▶ [Given task] Which lines in the data below contain the word "wall"? Copy every one of them, treating case as significant.

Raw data
+===+

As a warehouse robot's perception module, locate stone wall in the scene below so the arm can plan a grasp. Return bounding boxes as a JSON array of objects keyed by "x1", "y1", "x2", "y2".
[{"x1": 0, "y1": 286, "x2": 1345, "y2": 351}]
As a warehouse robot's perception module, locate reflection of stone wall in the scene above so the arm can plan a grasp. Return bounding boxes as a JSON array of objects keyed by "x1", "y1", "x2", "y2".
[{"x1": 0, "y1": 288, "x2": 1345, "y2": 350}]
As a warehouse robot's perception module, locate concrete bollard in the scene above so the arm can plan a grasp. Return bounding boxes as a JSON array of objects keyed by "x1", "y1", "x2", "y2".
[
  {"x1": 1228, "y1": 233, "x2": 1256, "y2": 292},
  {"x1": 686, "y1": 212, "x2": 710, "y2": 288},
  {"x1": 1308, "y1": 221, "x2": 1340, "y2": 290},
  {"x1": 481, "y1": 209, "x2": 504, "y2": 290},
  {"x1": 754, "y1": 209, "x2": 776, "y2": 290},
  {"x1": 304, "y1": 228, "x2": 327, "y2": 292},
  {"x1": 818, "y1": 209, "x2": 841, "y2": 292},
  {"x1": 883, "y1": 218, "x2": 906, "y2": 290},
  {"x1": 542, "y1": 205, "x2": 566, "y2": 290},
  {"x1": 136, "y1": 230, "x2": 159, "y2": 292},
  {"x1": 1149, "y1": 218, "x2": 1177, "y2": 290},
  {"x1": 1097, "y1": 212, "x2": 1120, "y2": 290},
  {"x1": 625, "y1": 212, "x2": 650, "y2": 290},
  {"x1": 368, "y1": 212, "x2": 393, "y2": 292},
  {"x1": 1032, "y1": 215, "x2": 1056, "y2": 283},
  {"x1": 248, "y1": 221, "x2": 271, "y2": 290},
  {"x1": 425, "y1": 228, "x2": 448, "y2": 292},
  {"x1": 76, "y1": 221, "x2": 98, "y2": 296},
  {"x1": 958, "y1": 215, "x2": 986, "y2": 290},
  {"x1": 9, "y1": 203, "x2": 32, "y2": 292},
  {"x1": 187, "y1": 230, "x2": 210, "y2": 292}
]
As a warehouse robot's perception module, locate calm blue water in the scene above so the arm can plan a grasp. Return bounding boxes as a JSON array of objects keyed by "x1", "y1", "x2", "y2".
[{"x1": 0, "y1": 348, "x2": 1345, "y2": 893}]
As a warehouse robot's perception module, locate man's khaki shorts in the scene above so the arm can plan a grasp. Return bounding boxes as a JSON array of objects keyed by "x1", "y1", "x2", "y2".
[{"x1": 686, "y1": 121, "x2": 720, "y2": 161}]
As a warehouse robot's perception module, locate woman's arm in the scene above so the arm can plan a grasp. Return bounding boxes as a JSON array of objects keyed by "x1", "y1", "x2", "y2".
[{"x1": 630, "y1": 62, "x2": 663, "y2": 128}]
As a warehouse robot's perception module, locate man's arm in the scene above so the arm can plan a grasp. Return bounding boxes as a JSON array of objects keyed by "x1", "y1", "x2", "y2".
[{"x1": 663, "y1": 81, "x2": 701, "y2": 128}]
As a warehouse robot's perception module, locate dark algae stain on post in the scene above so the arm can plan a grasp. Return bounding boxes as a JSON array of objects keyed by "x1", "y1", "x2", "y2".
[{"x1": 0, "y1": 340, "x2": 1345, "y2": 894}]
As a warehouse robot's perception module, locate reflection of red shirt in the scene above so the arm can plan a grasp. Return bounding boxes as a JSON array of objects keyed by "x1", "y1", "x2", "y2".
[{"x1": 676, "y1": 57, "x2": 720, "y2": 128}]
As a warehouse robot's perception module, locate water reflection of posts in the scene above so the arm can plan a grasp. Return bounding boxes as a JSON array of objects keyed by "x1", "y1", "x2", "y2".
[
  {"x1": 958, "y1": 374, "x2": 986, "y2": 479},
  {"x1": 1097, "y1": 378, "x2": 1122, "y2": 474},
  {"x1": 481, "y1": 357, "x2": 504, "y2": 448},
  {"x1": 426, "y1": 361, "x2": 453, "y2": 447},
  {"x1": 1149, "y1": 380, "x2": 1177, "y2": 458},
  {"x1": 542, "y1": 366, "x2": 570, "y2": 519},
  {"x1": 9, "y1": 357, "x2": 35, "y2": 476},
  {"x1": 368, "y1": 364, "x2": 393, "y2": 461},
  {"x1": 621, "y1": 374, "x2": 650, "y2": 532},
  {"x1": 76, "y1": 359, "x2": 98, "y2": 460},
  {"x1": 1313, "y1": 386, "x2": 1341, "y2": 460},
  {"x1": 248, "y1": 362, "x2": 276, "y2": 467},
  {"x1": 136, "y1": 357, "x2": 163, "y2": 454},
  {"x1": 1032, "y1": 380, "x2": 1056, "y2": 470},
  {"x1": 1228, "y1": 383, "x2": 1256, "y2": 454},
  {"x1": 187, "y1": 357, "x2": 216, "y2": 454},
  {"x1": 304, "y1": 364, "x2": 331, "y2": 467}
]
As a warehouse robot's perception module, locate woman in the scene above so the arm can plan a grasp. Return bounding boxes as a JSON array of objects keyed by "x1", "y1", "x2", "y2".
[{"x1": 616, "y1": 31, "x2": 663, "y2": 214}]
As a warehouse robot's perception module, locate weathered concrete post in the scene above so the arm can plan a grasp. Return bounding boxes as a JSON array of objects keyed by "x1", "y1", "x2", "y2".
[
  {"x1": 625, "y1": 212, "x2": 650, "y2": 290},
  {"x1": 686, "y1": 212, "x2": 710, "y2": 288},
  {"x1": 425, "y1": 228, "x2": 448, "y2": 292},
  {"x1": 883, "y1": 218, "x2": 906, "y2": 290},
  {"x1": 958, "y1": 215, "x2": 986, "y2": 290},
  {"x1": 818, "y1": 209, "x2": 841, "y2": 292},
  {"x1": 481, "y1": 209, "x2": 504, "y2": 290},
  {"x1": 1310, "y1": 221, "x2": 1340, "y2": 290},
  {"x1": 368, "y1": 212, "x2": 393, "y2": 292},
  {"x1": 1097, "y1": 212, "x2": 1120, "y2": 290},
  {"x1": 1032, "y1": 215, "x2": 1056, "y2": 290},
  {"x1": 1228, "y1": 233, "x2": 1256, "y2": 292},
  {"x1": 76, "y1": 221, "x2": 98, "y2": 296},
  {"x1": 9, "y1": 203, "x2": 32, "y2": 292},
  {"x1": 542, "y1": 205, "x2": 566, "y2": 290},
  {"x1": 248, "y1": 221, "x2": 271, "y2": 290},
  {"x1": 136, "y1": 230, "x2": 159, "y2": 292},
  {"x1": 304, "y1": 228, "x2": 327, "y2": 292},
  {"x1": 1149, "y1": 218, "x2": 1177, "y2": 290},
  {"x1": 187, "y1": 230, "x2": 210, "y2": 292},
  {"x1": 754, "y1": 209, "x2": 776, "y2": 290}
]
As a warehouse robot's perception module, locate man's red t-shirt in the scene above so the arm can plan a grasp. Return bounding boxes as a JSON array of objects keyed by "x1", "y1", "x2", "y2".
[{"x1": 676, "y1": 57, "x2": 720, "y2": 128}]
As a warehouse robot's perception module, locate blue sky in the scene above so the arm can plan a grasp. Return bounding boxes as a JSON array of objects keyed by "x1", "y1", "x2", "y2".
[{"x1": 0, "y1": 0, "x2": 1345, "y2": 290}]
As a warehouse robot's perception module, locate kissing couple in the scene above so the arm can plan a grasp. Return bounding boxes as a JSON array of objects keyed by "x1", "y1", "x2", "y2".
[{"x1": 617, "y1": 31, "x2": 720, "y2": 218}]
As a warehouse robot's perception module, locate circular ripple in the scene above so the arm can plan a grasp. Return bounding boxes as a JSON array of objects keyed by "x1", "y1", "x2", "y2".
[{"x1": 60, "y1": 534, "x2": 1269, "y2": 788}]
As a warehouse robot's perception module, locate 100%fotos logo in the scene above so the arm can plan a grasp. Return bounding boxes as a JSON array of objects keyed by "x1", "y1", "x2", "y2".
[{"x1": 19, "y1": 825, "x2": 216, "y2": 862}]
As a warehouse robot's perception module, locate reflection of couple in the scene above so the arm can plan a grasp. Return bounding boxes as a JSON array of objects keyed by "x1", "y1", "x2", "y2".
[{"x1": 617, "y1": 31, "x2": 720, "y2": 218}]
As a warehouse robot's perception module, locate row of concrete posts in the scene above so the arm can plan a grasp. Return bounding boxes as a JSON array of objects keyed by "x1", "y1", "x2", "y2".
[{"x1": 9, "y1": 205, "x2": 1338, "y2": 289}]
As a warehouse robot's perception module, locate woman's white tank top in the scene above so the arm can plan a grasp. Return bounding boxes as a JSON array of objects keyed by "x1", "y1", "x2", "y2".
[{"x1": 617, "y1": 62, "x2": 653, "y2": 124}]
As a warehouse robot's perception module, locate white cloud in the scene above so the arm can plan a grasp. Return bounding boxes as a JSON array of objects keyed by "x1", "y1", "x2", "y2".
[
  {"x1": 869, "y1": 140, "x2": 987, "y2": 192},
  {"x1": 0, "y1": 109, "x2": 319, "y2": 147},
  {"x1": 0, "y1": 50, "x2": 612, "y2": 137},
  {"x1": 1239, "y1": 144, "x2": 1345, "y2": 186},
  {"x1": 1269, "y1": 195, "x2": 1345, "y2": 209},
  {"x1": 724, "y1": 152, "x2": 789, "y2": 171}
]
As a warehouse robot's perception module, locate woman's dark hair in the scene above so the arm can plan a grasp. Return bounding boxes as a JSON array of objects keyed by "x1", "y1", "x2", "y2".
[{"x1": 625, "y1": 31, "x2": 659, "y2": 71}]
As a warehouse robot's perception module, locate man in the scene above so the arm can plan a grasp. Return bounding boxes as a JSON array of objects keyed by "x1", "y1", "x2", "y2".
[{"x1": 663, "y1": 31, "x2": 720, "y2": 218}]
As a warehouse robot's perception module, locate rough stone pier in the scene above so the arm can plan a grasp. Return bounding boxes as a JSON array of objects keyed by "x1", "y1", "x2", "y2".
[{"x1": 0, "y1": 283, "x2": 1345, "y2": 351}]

+===+

▶ [Result of this exercise]
As a warehouse robot's perception module, locate stone wall in the scene below so the arm can plan a grasp. Return bounding boxes as a JSON array of objects keyed by "x1", "y1", "x2", "y2".
As a warehouse robot's perception module, locate reflection of stone wall in the scene above so the arm can plan a grasp. Return bounding boxes as a JSON array of objects keyed by "x1", "y1", "x2", "y2".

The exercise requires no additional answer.